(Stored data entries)
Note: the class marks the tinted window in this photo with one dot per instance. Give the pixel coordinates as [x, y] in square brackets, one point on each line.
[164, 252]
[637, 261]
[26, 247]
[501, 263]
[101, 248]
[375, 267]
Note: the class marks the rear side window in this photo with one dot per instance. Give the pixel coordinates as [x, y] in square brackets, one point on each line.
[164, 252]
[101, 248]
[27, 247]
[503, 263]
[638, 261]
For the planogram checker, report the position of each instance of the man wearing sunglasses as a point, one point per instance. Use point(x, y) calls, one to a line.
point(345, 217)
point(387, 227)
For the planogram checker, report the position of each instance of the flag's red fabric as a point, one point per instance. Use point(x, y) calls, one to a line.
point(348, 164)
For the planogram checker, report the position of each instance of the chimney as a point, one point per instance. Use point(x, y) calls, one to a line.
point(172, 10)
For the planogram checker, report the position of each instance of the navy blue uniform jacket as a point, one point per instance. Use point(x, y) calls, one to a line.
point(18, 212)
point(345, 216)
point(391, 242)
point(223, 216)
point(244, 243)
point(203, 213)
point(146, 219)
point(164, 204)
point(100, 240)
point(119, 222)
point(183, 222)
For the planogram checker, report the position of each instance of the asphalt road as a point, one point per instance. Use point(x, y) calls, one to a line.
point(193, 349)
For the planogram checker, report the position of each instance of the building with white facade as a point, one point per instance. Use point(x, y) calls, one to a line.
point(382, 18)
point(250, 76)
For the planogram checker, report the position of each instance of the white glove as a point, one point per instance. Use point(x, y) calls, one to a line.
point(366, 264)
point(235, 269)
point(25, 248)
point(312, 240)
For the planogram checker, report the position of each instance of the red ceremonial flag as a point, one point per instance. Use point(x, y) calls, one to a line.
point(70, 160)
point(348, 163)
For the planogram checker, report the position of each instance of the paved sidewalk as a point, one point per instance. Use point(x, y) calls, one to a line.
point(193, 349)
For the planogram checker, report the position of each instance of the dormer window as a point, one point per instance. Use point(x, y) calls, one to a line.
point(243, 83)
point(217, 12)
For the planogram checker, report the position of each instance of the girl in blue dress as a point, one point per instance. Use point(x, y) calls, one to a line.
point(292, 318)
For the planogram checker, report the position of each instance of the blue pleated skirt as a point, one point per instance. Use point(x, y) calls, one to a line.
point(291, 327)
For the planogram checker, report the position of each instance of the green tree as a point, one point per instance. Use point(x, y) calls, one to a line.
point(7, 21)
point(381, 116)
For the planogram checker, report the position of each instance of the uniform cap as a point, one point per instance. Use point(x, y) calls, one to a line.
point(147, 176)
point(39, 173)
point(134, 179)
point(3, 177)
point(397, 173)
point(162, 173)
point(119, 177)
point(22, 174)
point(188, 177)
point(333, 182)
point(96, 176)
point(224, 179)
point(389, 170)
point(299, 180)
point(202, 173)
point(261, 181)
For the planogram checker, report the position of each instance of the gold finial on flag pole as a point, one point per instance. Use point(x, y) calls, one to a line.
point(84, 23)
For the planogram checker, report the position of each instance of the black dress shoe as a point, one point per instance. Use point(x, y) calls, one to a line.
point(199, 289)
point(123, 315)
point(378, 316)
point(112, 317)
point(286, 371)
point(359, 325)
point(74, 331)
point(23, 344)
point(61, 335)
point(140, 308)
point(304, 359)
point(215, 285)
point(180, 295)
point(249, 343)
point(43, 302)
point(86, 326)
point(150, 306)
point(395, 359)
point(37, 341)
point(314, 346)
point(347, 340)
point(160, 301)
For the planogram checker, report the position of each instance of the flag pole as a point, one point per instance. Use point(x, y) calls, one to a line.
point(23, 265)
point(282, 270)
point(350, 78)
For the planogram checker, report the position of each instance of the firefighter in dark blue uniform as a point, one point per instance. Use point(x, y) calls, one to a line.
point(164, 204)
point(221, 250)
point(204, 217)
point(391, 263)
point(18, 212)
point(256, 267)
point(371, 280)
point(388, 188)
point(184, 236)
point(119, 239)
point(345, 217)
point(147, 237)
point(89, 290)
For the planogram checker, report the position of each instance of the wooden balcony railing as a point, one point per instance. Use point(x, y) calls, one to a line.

--- DO THIS ---
Reproduce all of the stored data entries above, line for line, with no changes.

--- FINISHED EXERCISE ---
Note: the class marks the tinted window in this photo with one dot per instance. Give the pixel coordinates as [x, y] in square brackets, one point on each line.
[164, 252]
[637, 261]
[26, 247]
[501, 263]
[101, 248]
[375, 267]
Note: the class marks the rear side window in this photo with one dot per instance. Give the pixel coordinates as [x, y] in square brackets, one point on each line.
[164, 252]
[101, 248]
[27, 247]
[503, 263]
[638, 261]
For the planogram checker, report the position of each instance of the man wearing sunglasses as a point, one point per instance. Use point(x, y) calls, one to a line.
point(345, 217)
point(387, 227)
For the planogram checker, report the position of each instance of the flag's red fabric as a point, one point per instance. Use point(x, y) calls, one to a line.
point(348, 164)
For the planogram checker, report the position of each instance of the chimney as a point, one point per instance. Use point(x, y) calls, one to a line.
point(172, 10)
For the planogram checker, report the position of each instance of the navy blue uniform jacket as a point, one point per instance. Use point(x, y) calls, one to a line.
point(18, 212)
point(345, 216)
point(391, 242)
point(223, 216)
point(244, 243)
point(203, 213)
point(146, 219)
point(164, 204)
point(100, 240)
point(119, 222)
point(183, 222)
For the planogram checker, report the position of each instance of the asphalt road as a point, one point per instance. Use point(x, y) calls, one to a line.
point(193, 349)
For the planogram checker, report the position of each instance of the building with white facade as a point, one point per instance. Use point(x, y) calls, one to a line.
point(382, 18)
point(250, 76)
For the planogram checker, report the position of each instance of the white glove as a point, one point per instance. Use point(x, y) calls, one to a line.
point(366, 264)
point(235, 269)
point(25, 248)
point(312, 240)
For the planogram checker, report the position of each instance of the red ceremonial flag as a point, one point per instance. Use point(x, y) calls, one to a line.
point(70, 160)
point(348, 163)
For the planogram checker, report the position of each instance of the paved sidewalk as a point, one point per instance. Use point(x, y) calls, one to a line.
point(193, 349)
For the planogram checker, report the position of each instance of the dormer window as a point, one point per instance. Use point(x, y) calls, one to a line.
point(243, 83)
point(217, 12)
For the planogram checker, report the position of each instance of the girl in blue dress as a point, one point per instance. Use point(x, y) calls, one to a line.
point(292, 318)
For the planogram checker, report the position of each instance of the blue pleated skirt as a point, one point per instance. Use point(x, y) calls, one to a line.
point(291, 327)
For the planogram checker, report the position of each instance of the green tree as a point, one point per instance. Use point(x, y) calls, one to a line.
point(7, 21)
point(381, 116)
For the planogram checker, report the position of each instance of the uniform cap as a point, one point per instance. Use point(x, y) calls, one to a line.
point(147, 176)
point(39, 173)
point(134, 179)
point(3, 177)
point(397, 173)
point(162, 173)
point(119, 177)
point(22, 174)
point(188, 177)
point(333, 182)
point(96, 176)
point(224, 179)
point(389, 170)
point(299, 180)
point(202, 173)
point(261, 181)
For the planogram checker, report the position of each instance of the gold finial on flag pole as a point, one point per instance. Use point(x, y) calls, one to a line.
point(84, 23)
For the planogram checker, report the position of each instance of the black dress shoe as a point, one point per instance. Use point(x, y) calls, one to a line.
point(199, 289)
point(123, 315)
point(378, 316)
point(112, 317)
point(286, 371)
point(359, 325)
point(74, 331)
point(23, 344)
point(61, 335)
point(140, 308)
point(304, 359)
point(215, 285)
point(180, 295)
point(249, 343)
point(43, 302)
point(86, 326)
point(150, 306)
point(395, 359)
point(37, 341)
point(314, 346)
point(347, 340)
point(160, 301)
For the planogram checker, report the position of each instance of the flag pole as a point, one point per instance. Use point(x, y) calls, one to a line.
point(23, 265)
point(282, 270)
point(350, 78)
For the planogram checker, report the position of each instance of the firefighter in dark blue uniform as a point, one point per instance. Use point(x, y) calls, one to a line.
point(164, 204)
point(221, 250)
point(204, 217)
point(391, 263)
point(18, 212)
point(256, 267)
point(371, 280)
point(388, 188)
point(184, 236)
point(119, 239)
point(345, 217)
point(147, 237)
point(89, 290)
For the planogram checker, report the position of each instance of the wooden balcony railing as a point, one point per instance. Use point(x, y) calls, one to a line.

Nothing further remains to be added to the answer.